Exercise objective: Present the data once more in exactly its original form.

Records for this exercise:
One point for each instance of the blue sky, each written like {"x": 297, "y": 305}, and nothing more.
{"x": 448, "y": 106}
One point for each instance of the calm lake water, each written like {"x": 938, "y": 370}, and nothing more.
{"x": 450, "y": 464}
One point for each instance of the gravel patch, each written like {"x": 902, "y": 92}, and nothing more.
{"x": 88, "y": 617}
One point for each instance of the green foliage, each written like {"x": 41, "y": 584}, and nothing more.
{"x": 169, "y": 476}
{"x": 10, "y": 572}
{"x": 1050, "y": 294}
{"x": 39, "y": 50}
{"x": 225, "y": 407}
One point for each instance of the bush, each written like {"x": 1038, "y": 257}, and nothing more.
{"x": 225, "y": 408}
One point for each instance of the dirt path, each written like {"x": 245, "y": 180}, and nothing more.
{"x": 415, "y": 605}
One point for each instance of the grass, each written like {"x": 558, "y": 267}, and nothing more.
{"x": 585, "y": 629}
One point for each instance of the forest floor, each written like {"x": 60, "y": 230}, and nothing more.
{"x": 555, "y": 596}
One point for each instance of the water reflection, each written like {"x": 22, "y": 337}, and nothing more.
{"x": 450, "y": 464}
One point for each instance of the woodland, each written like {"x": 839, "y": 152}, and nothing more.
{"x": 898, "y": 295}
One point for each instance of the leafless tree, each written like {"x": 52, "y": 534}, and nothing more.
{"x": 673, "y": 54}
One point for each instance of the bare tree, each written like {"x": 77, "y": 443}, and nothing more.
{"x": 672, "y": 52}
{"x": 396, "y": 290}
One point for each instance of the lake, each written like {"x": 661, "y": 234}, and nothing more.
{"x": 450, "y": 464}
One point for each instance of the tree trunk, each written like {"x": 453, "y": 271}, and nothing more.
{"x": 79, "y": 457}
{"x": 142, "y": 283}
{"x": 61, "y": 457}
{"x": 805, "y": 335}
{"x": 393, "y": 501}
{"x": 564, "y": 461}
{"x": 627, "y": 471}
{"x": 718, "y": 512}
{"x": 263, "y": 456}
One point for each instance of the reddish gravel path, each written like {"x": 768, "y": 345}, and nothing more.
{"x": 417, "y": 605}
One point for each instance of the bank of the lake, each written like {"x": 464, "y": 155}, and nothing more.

Exercise response:
One point for each instance of the blue sky, each written like {"x": 297, "y": 305}, and nothing more.
{"x": 448, "y": 106}
One point for each instance of the calm lake water, each written like {"x": 938, "y": 370}, and nothing more.
{"x": 450, "y": 464}
One point for each instance of the gravel patch, each written like {"x": 902, "y": 92}, and nothing more.
{"x": 88, "y": 617}
One point for each instance of the green foliage, each written like {"x": 41, "y": 584}, and nothing more.
{"x": 169, "y": 476}
{"x": 10, "y": 572}
{"x": 1050, "y": 294}
{"x": 39, "y": 50}
{"x": 225, "y": 407}
One point for each instance of the bush, each written like {"x": 1038, "y": 257}, and nothing more.
{"x": 225, "y": 408}
One point for each instance of the dirt path, each written like {"x": 245, "y": 180}, and nothing more.
{"x": 415, "y": 605}
One point for each instance of the grass, each written like {"x": 558, "y": 267}, and nothing more.
{"x": 585, "y": 629}
One point for each instance of the forest floor, each written like {"x": 60, "y": 230}, and nothing more.
{"x": 555, "y": 596}
One point for each instance of the water reflection, each written like {"x": 22, "y": 337}, and nothing more.
{"x": 450, "y": 464}
One point for each instance of the woodland, each written like {"x": 839, "y": 152}, and nothing more.
{"x": 898, "y": 295}
One point for each instance of the leafless tree, each written like {"x": 52, "y": 534}, and nothing more.
{"x": 673, "y": 54}
One point for each instance of the bare tree, each written like {"x": 77, "y": 443}, and nothing more.
{"x": 672, "y": 52}
{"x": 396, "y": 290}
One point for each instance of the lake, each written like {"x": 661, "y": 234}, and nothing more.
{"x": 450, "y": 464}
One point for each instance of the tree trunk, each written like {"x": 453, "y": 271}, and nothing more.
{"x": 79, "y": 457}
{"x": 142, "y": 283}
{"x": 61, "y": 457}
{"x": 805, "y": 335}
{"x": 393, "y": 501}
{"x": 564, "y": 461}
{"x": 627, "y": 471}
{"x": 718, "y": 512}
{"x": 263, "y": 456}
One point for each instance of the reddish gravel path, each written like {"x": 768, "y": 345}, and nothing more.
{"x": 417, "y": 605}
One point for each instance of the bank of the lake, each written like {"x": 464, "y": 155}, and nothing more.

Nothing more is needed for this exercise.